» Task details:
Please swap "detector" for "locator" throughout the records below and write them out again with everything else unchanged. Leave the pictures out.

» Material for this task:
+ + + +

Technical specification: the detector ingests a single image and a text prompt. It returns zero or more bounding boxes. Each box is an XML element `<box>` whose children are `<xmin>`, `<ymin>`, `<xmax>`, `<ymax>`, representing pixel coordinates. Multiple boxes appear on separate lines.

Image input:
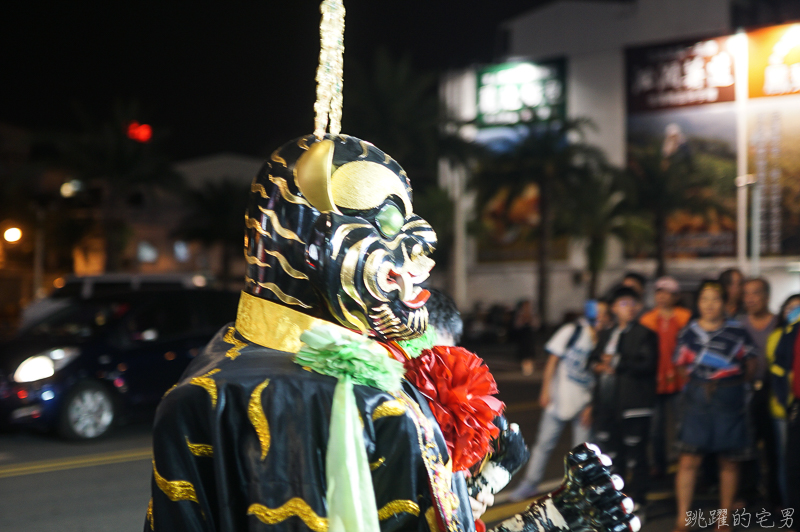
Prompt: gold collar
<box><xmin>236</xmin><ymin>292</ymin><xmax>336</xmax><ymax>353</ymax></box>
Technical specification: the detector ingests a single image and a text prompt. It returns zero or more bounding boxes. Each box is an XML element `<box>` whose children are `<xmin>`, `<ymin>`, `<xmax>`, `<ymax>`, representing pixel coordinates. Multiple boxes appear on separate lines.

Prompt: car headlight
<box><xmin>14</xmin><ymin>347</ymin><xmax>80</xmax><ymax>382</ymax></box>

+ + + +

» Result of this exercise:
Technical specification: the locator ingests a single image and a text prompt. It returns zero or more bounding boxes. Each box is an XML element `<box>` whose children are `<xmin>`, `<ymin>`, `<xmax>`, `<ymax>`, representing pixel coordinates. Multiple boxes appear on separate lines.

Image input:
Prompt: gold collar
<box><xmin>236</xmin><ymin>292</ymin><xmax>336</xmax><ymax>353</ymax></box>
Technical specification: the locator ingests a single image and a text prompt. It returns zero or more bounding boxes. Each box is an XML element `<box>` whose children are `<xmin>`, `<ymin>`, `<xmax>`, `<ymax>`, representing pixel coordinates. Multiple boxes appear on separate lines.

Prompt: car headlight
<box><xmin>14</xmin><ymin>347</ymin><xmax>80</xmax><ymax>382</ymax></box>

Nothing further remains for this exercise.